(Data)

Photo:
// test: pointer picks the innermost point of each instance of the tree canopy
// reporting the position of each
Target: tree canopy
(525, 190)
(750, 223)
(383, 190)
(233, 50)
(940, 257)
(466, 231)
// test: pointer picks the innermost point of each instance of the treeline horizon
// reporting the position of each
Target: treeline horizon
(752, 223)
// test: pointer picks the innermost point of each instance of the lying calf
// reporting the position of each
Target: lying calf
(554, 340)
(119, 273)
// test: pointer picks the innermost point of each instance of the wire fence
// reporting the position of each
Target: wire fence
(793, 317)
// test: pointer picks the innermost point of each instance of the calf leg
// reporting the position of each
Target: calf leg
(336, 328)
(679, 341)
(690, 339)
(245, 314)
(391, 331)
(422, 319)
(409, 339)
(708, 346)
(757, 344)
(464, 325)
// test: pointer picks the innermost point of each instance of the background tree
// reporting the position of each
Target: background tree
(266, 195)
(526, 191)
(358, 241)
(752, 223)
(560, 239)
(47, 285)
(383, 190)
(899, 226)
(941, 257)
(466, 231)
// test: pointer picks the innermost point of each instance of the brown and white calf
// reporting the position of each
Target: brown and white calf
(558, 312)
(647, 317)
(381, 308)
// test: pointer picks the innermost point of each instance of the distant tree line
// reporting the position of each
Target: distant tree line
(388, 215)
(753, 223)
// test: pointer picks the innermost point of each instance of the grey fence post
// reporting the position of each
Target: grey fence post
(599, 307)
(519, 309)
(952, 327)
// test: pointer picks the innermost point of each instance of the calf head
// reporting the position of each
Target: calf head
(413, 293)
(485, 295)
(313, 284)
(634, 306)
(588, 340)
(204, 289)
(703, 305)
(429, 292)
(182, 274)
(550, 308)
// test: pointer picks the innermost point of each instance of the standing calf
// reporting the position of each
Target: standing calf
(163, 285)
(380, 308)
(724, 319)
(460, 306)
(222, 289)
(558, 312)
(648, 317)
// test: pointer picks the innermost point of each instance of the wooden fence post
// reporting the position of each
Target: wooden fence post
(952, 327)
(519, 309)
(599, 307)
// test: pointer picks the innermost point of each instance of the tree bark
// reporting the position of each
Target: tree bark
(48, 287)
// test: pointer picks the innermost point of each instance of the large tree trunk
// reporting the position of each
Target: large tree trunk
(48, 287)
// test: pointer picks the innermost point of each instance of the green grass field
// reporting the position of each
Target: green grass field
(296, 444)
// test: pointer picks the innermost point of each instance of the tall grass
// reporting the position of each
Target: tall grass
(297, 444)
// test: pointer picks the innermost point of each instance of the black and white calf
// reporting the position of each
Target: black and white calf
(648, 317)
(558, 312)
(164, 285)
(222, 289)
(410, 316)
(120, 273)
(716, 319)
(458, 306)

(End Data)
(Data)

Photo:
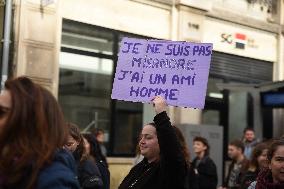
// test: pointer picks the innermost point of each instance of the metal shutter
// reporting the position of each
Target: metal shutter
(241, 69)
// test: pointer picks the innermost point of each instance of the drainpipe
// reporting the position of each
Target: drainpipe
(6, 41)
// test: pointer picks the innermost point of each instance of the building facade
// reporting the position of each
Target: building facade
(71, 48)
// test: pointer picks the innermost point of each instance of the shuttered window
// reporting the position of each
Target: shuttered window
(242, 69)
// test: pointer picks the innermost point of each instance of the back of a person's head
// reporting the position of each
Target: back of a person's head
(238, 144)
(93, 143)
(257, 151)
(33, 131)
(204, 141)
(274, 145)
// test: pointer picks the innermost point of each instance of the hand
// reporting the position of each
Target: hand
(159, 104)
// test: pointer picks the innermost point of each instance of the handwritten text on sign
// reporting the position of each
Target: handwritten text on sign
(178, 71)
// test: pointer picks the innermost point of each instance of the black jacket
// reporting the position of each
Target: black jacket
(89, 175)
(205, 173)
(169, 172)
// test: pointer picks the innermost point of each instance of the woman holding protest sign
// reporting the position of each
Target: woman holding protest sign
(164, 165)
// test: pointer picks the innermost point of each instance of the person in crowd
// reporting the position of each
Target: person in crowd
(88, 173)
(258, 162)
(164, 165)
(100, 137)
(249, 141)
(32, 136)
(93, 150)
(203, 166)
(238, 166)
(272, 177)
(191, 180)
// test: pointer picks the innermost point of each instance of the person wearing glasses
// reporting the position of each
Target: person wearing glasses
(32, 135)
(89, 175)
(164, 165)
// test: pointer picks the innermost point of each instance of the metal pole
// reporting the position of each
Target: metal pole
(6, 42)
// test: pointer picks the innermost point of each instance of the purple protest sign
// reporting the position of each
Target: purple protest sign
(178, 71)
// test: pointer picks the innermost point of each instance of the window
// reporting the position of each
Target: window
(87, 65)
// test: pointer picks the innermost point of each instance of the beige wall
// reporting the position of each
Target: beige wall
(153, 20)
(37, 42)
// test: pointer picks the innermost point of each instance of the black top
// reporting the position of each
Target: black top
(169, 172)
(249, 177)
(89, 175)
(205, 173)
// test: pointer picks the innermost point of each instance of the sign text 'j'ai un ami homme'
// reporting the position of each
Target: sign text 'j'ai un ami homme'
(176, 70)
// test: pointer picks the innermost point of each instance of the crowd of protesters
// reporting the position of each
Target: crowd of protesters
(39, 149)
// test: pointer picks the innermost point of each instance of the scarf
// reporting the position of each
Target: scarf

(End Data)

Pull out every line holding "scarf" from the records above, and copy it.

## Answer space
// test: pointer picks the innermost point of each instance of the scarf
Target: scarf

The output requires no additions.